**Given passage**.

* * *

Among the states that have defined a change in the scope of services in state plan amendments, at least four — Arkansas, California, New Jersey, and Texas — include a change in technologies as meeting the definition. Because they are included in state plan amendments, these definitions have been directly approved by the federal government.
Officials in other states should adopt similar rules defining health IT investments that impact the clinical delivery of care as a change in scope under federal law, thereby warranting an adjustment in Medicaid reimbursement. And federal officials should approve these rules, where required. Such rules should ensure that standards related to reimbursable health IT investments align with state and federal priorities related to interoperable health information exchange, quality improvement, and quality-based reimbursement initiatives enabled by health IT. For example, guidance could encourage FQHCs to make investments in certified, interoperable EHRs by creating a presumptive finding that such investments constitute a change in scope.
How Can Medicare Support IT Investments By FQHCs?
Medicare reimbursement to FQHCs is based on an all-inclusive per visit rate that is calculated using FQHCs’ reasonable costs. Federal regulations mandate that “[a]ll necessary and proper expenses . . . are recognized.” Necessary and proper costs are defined as “costs that are appropriate and helpful in developing and maintaining the operation of patient care facilities and activities.” Health IT costs fall well within the scope of these rules. However, because FQHCs’ Medicare payments are subject to a reimbursement rate cap impacting 75 percent of FQHCs nationally, these rules currently have limited practical application in supporting health IT in FQHCs. The Medicare cap for calendar year 2007 for urban FQHCs is $115.33; for rural FQHCs, the cap is $99.17
While the merits of the existing cap on Medicare reimbursement for FQHCs continues to be the subject of considerable debate, it is clear that the application of this cap in the context of health IT is inconsistent with federal goals related to health IT adoption, movement toward value-based purchasing, and interoperability through the creation of a nationwide health information network. Indeed, when the existing cap on reimbursement for FQHCs under Medicare was developed in 1992, EHRs were not in operation, and therefore their costs were not considered in developing the cap.
Federal officials should issue guidance that at the very least creates an exemption to the Medicare cap for health IT investments by FQHCs, such as interoperable EHRs and costs related to participation in health information exchanges, that support the federal agenda for health IT.
How Can FQHCs Build Support For Health IT Reimbursement?
FQHCs themselves should approach health IT as a tool to improve patient care and as a means for furthering their core mission and purpose. As such, FQHCs should work together with state officials to promote reimbursement for health IT investments that improve patient care and pave the way for quality-based reimbursement. In states that are engaged in quality improvement and affordability initiatives enabled by health IT, FQHCs should align their health IT strategies accordingly, to support the case for affirmative rulings with respect to change in scope of services fueled by health IT. A coordinated health IT strategy that aligns public policy and marketplace actions, including those of FQHCs, is the best approach for ensuring the impact of health IT on service delivery, clinical value, and quality-based reimbursement.

* * *

**Source material**.
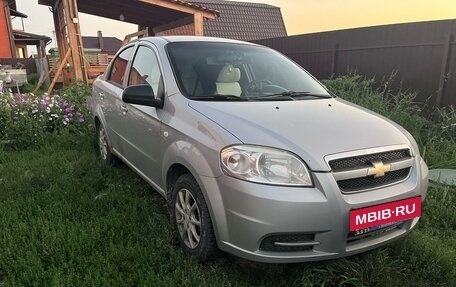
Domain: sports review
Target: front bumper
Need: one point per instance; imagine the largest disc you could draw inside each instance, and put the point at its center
(244, 214)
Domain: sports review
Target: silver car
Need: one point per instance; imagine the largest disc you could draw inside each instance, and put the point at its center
(254, 156)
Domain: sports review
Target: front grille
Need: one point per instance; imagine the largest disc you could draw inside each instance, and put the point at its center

* * *

**What is required**. Rewrite everything from "Federal officials should issue" down to "Health IT Reimbursement?" in the passage on health IT reimbursement for FQHCs, putting "exception" in place of "exemption".

**Response to this exercise**.
Federal officials should issue guidance that at the very least creates an exception to the Medicare cap for health IT investments by FQHCs, such as interoperable EHRs and costs related to participation in health information exchanges, that support the federal agenda for health IT.
How Can FQHCs Build Support For Health IT Reimbursement?